Find and copy every line in the records that includes the string "below".

——

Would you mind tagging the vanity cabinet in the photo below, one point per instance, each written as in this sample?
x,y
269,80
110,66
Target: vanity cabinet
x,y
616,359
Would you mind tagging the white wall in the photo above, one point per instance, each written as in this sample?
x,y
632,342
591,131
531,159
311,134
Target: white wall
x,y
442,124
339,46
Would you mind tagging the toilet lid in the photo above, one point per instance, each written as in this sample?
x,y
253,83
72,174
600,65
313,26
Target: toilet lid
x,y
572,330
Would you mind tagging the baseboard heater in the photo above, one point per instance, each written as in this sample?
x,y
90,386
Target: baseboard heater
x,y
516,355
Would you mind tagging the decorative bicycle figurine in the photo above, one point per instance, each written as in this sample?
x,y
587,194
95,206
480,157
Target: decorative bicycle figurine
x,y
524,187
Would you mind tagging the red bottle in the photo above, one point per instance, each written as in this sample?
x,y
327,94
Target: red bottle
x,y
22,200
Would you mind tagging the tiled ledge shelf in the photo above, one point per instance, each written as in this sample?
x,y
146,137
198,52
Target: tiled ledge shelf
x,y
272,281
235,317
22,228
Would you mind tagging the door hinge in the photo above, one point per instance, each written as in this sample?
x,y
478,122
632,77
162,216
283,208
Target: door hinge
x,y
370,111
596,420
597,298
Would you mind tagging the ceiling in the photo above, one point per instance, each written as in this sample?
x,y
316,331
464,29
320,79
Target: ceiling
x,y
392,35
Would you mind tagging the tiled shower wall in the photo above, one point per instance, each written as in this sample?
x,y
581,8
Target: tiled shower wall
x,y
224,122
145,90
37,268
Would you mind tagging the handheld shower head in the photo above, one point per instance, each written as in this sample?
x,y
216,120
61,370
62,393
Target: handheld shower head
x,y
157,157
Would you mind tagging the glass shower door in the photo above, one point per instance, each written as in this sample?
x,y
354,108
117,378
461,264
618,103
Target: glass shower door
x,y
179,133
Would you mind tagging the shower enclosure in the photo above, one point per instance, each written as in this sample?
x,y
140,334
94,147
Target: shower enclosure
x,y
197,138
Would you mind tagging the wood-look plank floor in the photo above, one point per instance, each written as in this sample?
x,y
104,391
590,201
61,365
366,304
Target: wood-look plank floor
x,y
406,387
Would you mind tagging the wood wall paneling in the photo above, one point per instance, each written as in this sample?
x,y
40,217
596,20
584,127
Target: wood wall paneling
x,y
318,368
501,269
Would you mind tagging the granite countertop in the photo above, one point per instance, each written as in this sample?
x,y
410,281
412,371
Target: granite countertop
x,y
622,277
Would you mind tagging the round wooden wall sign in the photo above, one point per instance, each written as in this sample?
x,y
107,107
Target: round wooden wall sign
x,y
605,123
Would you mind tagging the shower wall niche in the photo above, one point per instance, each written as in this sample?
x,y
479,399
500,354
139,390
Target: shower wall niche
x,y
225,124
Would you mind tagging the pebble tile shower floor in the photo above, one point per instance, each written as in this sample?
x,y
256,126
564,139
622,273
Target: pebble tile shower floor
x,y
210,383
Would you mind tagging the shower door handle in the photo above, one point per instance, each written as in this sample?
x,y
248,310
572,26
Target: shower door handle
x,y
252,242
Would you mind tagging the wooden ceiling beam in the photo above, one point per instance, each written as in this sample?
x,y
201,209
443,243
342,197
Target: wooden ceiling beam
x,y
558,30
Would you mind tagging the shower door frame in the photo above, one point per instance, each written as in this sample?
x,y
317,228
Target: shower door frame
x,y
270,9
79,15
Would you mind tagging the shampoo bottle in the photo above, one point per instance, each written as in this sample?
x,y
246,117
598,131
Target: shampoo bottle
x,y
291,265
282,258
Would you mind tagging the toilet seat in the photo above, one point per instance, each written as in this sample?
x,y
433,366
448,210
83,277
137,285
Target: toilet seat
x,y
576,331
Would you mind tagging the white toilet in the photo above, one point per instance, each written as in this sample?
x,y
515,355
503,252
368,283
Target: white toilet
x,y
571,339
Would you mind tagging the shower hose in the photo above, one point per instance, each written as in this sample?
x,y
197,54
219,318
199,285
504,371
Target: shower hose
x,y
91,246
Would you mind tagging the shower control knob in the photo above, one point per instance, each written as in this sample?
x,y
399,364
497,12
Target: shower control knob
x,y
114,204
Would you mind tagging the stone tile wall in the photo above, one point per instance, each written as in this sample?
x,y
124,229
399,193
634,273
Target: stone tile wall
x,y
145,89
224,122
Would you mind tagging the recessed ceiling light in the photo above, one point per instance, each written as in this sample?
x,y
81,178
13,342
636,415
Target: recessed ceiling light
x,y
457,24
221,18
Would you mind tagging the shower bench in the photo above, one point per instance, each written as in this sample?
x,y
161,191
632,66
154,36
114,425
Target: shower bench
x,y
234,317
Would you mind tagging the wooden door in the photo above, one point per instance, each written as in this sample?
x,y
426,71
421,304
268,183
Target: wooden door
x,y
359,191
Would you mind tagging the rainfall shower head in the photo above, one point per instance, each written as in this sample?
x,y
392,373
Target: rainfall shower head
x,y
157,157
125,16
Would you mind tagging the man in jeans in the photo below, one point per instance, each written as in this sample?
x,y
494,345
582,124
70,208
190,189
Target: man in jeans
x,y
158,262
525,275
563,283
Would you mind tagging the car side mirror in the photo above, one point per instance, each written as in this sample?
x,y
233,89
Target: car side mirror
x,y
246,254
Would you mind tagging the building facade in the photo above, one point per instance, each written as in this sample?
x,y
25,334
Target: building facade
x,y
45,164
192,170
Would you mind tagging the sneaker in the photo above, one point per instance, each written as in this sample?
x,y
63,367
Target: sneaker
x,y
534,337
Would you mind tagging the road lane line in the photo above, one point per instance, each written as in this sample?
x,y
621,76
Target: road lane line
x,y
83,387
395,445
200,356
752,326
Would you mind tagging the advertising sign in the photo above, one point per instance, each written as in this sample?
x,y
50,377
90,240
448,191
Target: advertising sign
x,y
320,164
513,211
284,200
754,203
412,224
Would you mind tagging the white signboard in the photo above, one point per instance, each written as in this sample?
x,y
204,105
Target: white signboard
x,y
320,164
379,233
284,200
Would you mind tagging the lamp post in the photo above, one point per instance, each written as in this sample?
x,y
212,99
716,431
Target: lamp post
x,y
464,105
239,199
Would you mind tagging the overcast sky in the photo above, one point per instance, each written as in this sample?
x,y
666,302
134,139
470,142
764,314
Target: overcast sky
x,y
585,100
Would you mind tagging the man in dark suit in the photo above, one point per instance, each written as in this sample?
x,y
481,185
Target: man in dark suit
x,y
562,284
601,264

——

• _Reply to the exercise_:
Would you mind tagging the vanity cabinet in the photo below, one point per instance, each written as in this sample?
Would you mind tagging the man in jeans in the photo below, one point per instance, each written as in this sample?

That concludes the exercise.